Goal: Convert the records below into a two-column CSV with the columns request and answer, one row per request. Put the request text and its full answer each in a single quoted field, replacing line breaks with spaces.

┄┄┄┄┄┄

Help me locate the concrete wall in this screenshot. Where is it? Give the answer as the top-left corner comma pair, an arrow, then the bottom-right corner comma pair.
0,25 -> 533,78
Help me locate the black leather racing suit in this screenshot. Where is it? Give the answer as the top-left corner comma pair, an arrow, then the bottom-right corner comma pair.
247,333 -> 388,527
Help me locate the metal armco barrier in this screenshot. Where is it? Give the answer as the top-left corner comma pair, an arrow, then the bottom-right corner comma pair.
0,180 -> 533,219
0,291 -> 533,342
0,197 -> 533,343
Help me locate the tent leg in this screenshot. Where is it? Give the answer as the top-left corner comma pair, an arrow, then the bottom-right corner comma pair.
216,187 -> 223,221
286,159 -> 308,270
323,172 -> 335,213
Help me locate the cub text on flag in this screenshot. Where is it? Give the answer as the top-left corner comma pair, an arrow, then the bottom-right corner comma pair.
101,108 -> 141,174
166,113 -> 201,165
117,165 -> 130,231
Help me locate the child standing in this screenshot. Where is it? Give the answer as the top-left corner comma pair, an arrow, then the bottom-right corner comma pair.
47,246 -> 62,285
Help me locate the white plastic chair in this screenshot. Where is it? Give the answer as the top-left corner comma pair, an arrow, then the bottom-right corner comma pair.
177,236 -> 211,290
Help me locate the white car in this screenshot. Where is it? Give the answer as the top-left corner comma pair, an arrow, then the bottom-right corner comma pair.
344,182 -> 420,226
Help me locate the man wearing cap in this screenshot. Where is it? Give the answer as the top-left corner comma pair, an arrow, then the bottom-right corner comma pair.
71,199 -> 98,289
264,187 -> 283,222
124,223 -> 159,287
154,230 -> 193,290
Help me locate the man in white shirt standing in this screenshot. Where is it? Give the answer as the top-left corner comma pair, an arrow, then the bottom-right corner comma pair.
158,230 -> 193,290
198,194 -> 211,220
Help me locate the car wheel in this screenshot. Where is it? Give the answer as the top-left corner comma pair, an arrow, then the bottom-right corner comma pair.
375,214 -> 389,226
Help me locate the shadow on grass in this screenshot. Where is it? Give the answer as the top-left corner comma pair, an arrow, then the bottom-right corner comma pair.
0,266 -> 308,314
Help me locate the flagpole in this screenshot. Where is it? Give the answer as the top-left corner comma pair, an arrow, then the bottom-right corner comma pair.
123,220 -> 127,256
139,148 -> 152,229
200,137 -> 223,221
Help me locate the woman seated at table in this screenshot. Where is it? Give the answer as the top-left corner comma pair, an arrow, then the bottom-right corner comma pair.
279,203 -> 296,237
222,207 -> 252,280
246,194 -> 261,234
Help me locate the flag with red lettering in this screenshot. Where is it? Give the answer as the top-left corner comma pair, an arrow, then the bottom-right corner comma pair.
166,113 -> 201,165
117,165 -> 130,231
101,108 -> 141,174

┄┄┄┄┄┄

Result for this task:
request,answer
"Help me locate the concrete wall in this screenshot. Where is it? Give the answer as the top-left corner comma pair, an arrow, then the bottom-right corner comma pair.","0,25 -> 533,78"
"Help me locate the black leather racing suit in this screenshot. Where is it? Give the answer as the top-left corner comma pair, an arrow, then the bottom-right corner comma pair.","247,333 -> 388,527"
"Help me locate the metal armco barrier in this screenshot. Where is it? Give the answer as the top-left corner comma pair, an arrow, then the bottom-right corner comma pair.","0,180 -> 533,219 0,291 -> 533,342 0,197 -> 533,343"
"Help me locate the tent leg in this screenshot. Where is it? Give the answer as the top-left corner comma pair, an arrow, then the bottom-right corner comma pair.","216,187 -> 223,221 286,159 -> 308,270 323,172 -> 335,213"
"Help me locate the cub text on flag in this screenshot. Where is it? Give the answer as the top-left corner comma pair, an arrow, then the bottom-right corner comma pair.","101,108 -> 141,174 166,113 -> 201,165 117,165 -> 130,231"
"Help me locate the child standing in this screenshot. Where is it? Give the answer as the top-left corner comma pair, an arrow, then the bottom-right corner comma pair.","47,246 -> 62,285"
"Help me locate the white plastic chair in this screenshot. Where is it? Give the answer as the top-left corner comma pair, an arrow, then the bottom-right corner comma pair.","177,236 -> 211,290"
"Help me locate the white car in this screenshot. Where is it? Give the answer as the top-left corner comma pair, an arrow, then the bottom-right corner comma pair.","344,182 -> 420,226"
"Help me locate the man wearing cap in this screenshot. Where is it? Give the answer as the top-left corner comma pair, an arrow, then the bottom-right corner comma pair.","71,199 -> 98,289 264,187 -> 283,222 124,223 -> 159,287 154,230 -> 193,290"
"Help me locate the man in white shirt standing in this screenshot. Where is it? Give the answer as the top-left corner comma pair, an arrow, then the bottom-right corner comma pair.","158,230 -> 193,290 198,194 -> 211,220"
"Help me locate the car wheel in this screenshot. Where is it? Give the answer as the top-left corner comma pair, an arrow, then the bottom-right corner comma pair.","375,214 -> 389,226"
"Help me locate the shadow on grass in this screenshot. Where is it? Give the answer as the top-left corner comma pair, an arrow, then the bottom-right corner comma pair.","0,266 -> 308,314"
"Help me locate the flagpole in this screenshot. Where is it? Give the answer as the top-left corner comma pair, an arrow, then the bottom-right corner comma pair.","123,220 -> 127,256 139,148 -> 152,229 200,137 -> 223,221"
"Help me locate the woman seated at table in this screenshot. Where is it? Give the answer as the top-left corner comma pair, an arrow, then the bottom-right corner comma pair.","279,203 -> 296,237 222,207 -> 252,280 246,194 -> 261,234"
"Help me locate the flag with red lettering in this screenshot. Where is it? Give the answer as the top-left corner comma pair, an arrow, then the bottom-right corner comma pair.","166,113 -> 201,165 117,165 -> 130,231 101,108 -> 141,174"